Start of Block

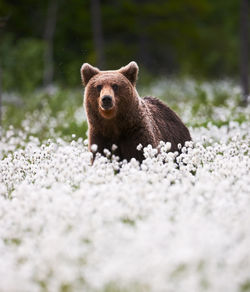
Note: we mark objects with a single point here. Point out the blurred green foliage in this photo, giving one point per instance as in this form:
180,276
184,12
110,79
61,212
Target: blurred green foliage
197,37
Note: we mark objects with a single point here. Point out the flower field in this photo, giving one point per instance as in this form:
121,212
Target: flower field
171,224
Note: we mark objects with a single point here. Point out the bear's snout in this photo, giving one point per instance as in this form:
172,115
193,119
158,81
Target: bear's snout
107,102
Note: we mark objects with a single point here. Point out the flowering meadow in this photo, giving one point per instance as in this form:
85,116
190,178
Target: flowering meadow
171,224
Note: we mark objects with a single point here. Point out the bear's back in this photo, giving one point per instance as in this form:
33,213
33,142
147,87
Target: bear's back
169,124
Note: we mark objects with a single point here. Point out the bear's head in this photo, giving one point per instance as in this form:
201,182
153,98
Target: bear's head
108,94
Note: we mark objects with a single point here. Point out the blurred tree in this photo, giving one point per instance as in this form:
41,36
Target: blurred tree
50,27
244,51
97,32
198,37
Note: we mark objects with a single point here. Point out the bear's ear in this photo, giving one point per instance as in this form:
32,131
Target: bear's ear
87,72
130,71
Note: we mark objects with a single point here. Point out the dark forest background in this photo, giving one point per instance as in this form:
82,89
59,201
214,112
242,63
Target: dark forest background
46,41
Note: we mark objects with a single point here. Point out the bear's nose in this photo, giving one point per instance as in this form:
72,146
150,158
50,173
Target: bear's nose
107,101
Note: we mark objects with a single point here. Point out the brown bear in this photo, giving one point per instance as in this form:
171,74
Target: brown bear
117,115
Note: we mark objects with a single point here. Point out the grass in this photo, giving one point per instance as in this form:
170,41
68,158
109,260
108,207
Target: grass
59,112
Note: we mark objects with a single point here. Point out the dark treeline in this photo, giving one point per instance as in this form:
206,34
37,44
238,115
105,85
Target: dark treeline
46,41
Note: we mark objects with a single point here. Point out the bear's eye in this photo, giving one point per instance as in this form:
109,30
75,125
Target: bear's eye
99,88
115,87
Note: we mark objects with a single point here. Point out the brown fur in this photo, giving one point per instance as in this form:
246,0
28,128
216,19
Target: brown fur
132,120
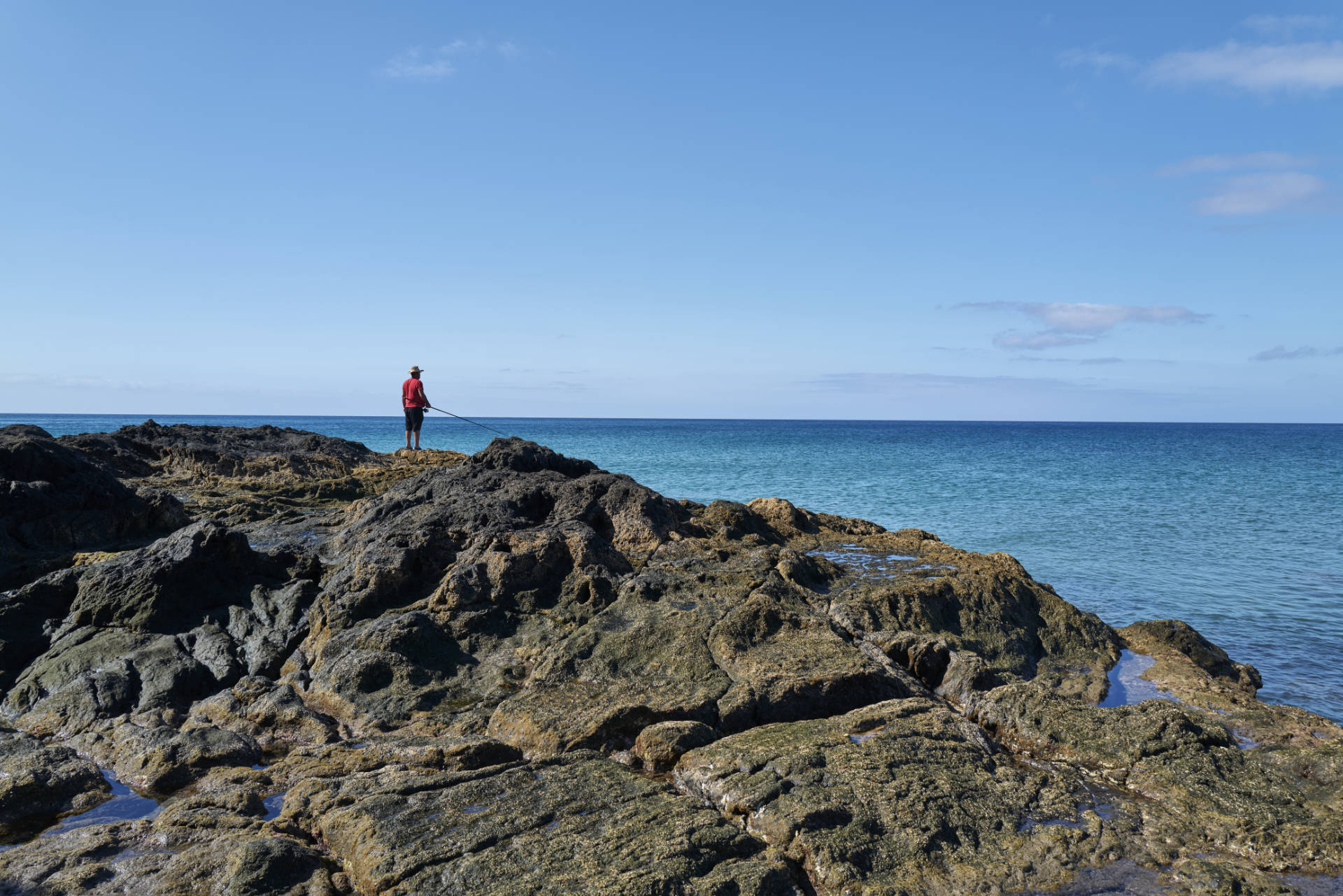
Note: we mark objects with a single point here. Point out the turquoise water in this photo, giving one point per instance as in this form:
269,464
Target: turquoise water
1235,528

End of Block

The reply must consist of the complete listing, reproduced exactly, with no images.

RESPONSE TO THE TASK
Note: we mark objects with a single point here. Point out the blurred green foliage in this photo, giving one point per instance as in this form:
180,276
184,12
110,79
61,212
Target: blurred green foliage
197,37
Note: we mark objects with a single point here. Point out the flower field in this photo, giving one point per instance as in this form:
121,212
Target: flower field
171,224
Note: we mark objects with a single point here. Point out the bear's snout in this photo, giving one point per instance as in this form:
172,115
193,119
158,81
Target: bear's snout
107,102
Note: we mark objects with a single point here. Point out the flowering meadow in this photo, giving one point per instance as in this form:
85,116
190,178
Target: flowering meadow
171,224
Note: we mark objects with a single point here. Point out the bear's back in this photo, giving one point per instance as in this form:
33,213
33,142
147,87
Target: bear's back
169,124
Note: we mark objects with a single point here. Point out the bear's head in this photo, giving one point per instance as in this form:
201,182
153,98
Target: bear's head
108,94
Note: we mark objects with a single point here. Point out the blurred tree in this photo, giving one point per instance as in this form:
41,36
Target: blurred tree
50,27
244,51
97,32
198,37
Note: we mark objects with a single point here. Point out the bear's ear in this photo, giving one point per instance as in this form:
32,131
Target: bear's ear
87,72
130,71
Note: we mark objects with a single point here. Point out the dark forest background in this photo, giving one point per instance as in this form:
82,89
59,201
214,112
242,63
Target: dark forest background
46,41
Note: we mark objects with a single point here. Point out the bear's nose in this photo, giving one point per instance as in this form:
72,146
150,158
50,173
Target: bear's nose
107,101
Note: we mark objects with a single point here. Point out the brown bear in this photo, giving one point per instance as in this form:
171,74
Target: brown bear
117,115
Note: we mark objects with a single point here. Point out the grass in this photo, giving one point per instance as in this form:
170,41
68,158
109,260
108,207
Target: grass
59,112
Note: we mark objects with a single point here. Point out the dark treeline in this photo, giving one point per instance as in this form:
206,34
37,44
238,115
105,85
Target: dark treeline
46,41
Note: we mark objects with a single point here. Point out the bear's eye in this photo, giving one point per instance as in this form:
109,30
75,125
Target: bear's eye
99,88
115,87
Note: we mark objects with a single point here. Point out the brown fur in this photo, giving one point per instance as in this form:
246,0
28,128
216,19
Target: brown fur
132,120
Note: we mark objects with a single point here. Point out the turquoise water in this photo, giving one point per instance as in this form:
269,464
Target: turquoise water
1235,528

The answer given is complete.